ESTRATTO FORNITO >>
————
Certo, l'ennesimo rigore sbagliato pesa come un macigno e non si può non partire da lì per cercare di spiegare quanto successo. Anche quello però, non è che uno dei sintomi di questa “malattia”. In un periodo così infatti, e con quanto successo nei precedenti tiri dal dischetto, quei palloni pesano quintali e per non finirne schiacciati servono quintali di carattere e personalità. E guarda un po', da quando i rigori sono diventati così particolarmente complessi da gestire dal punto di vista mentale, la Fiorentina non riesce più a buttarne dentro uno.
Già, la personalità. Parolina magica, della quale ci siamo occupati spesso. Perché per diventare grande squadra non serve solo qualità. Servono calciatori che sanno leggere i momenti e che, da soli, si assumano la responsabilità di fare la scelta giusta. E' questo il vero nodo della questione. Basta pensare a Duncan e a quell'inspiegabile lancio per Nzola quando avrebbe dovuto tenere il pallone. Oppure a Nzola che a Lecce regalò palla ai giallorossi. Il problema, e la partita con la Roma ne è stata la perfetta rappresentazione, è quello che stiamo provando a spiegare da un pezzo. Fino a che la squadra può aggrapparsi al gioco, all'organizzazione e alle conoscenze che le ha donato Italiano sa esser competitiva anche con formazioni più forti di lei. I guai invece iniziano quando la mano dell'allenatore non conta o, comunque, incide molto meno. Momenti della gara nei quali dev'essere il singolo a incidere. E se il livello medio dal punto di vista individuale è al più buono e in qualche caso tendente verso il basso il risultato, purtroppo, non può che esser quello visto domenica sera.
————
Record tratti da un dataset:
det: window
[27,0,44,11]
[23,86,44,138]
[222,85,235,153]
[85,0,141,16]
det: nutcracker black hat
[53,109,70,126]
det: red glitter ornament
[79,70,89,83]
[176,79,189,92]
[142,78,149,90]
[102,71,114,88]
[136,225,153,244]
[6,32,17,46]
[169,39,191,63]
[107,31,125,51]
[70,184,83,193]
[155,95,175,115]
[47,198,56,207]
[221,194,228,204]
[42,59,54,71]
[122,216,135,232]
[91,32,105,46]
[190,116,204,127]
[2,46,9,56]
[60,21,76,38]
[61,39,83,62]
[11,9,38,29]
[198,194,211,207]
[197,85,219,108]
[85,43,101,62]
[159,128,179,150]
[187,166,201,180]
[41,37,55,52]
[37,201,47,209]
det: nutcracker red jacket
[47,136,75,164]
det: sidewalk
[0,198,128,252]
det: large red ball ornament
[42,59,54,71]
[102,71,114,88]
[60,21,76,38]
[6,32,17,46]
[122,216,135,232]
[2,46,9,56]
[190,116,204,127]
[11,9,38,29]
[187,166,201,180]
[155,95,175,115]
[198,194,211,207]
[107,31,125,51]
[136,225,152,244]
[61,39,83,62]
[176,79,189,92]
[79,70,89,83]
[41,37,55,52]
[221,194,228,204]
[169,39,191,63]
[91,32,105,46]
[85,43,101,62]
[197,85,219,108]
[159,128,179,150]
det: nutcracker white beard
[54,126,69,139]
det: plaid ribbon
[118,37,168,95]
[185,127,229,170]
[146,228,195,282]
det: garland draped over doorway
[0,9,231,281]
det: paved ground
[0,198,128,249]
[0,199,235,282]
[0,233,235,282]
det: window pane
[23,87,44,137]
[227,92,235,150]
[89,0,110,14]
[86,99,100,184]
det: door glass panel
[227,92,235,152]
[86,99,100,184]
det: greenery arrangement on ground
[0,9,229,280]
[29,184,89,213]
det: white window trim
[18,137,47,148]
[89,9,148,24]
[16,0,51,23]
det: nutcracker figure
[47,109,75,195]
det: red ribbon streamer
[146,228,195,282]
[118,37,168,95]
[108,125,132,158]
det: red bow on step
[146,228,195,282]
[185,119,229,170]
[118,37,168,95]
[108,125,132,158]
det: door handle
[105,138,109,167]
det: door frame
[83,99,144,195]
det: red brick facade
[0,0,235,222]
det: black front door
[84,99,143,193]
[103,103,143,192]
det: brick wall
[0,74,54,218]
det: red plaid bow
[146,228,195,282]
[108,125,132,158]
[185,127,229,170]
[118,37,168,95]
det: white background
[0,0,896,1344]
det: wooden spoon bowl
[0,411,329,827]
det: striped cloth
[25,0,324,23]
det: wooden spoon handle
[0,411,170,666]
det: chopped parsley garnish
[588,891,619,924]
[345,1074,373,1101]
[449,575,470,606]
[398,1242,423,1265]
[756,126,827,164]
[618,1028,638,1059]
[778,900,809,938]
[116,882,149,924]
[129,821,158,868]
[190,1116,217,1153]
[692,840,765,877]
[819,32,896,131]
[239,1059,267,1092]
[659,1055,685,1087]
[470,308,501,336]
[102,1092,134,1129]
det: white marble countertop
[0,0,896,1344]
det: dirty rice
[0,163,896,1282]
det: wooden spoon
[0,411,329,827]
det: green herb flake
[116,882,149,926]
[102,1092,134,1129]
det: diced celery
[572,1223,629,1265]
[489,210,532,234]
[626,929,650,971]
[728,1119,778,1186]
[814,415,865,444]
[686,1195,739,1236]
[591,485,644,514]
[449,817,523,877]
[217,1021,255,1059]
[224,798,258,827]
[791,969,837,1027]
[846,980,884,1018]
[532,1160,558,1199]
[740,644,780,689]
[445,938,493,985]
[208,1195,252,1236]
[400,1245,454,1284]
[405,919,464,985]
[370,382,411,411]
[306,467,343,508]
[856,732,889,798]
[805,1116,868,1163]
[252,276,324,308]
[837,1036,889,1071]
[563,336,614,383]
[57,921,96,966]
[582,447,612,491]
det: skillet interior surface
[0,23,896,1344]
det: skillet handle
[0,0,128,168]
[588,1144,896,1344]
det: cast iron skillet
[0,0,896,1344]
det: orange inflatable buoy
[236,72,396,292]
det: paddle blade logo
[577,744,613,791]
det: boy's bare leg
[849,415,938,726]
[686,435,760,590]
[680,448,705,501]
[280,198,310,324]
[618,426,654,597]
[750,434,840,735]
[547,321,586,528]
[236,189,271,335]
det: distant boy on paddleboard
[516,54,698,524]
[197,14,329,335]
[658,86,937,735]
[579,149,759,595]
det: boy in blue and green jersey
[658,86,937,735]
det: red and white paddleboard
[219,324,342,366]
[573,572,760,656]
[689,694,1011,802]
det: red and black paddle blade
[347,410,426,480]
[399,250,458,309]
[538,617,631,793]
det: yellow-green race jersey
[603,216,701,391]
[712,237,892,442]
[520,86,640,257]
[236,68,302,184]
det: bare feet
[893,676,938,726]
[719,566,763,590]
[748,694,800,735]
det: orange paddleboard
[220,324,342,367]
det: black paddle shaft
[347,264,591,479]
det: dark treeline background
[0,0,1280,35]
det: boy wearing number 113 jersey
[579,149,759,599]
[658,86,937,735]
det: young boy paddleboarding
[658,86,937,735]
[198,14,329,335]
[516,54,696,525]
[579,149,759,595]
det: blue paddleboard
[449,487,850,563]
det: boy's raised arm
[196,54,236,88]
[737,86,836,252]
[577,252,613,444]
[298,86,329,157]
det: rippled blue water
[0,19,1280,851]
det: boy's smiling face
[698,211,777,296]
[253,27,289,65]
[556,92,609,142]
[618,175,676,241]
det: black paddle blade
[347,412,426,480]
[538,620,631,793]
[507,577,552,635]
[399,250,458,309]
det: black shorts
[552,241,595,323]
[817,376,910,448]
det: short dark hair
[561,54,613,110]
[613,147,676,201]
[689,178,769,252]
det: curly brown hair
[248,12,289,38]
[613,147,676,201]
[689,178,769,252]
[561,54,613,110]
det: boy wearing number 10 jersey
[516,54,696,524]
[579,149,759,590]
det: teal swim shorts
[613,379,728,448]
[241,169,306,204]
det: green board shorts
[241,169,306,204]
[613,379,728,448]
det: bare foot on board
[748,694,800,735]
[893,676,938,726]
————
DETTAGLI DEL COMPITO >>
Rispondi per favore a queste domande sul testo sulla Fiorentina:
(a) Di che cosa c'è bisogno per non finire schiacciati dai palloni tirati dal dischetto?
(b) A chi era diretto l'inspiegabile lancio di Duncan?
(c) In quale città Nzola regalò palla ai giallorossi?
Le righe non hanno alcun ruolo in questo lavoro.

SEZIONE RISPOSTA >>
(a) Servono quintali di carattere e personalità.
(b) A Nzola.
(c) A Lecce.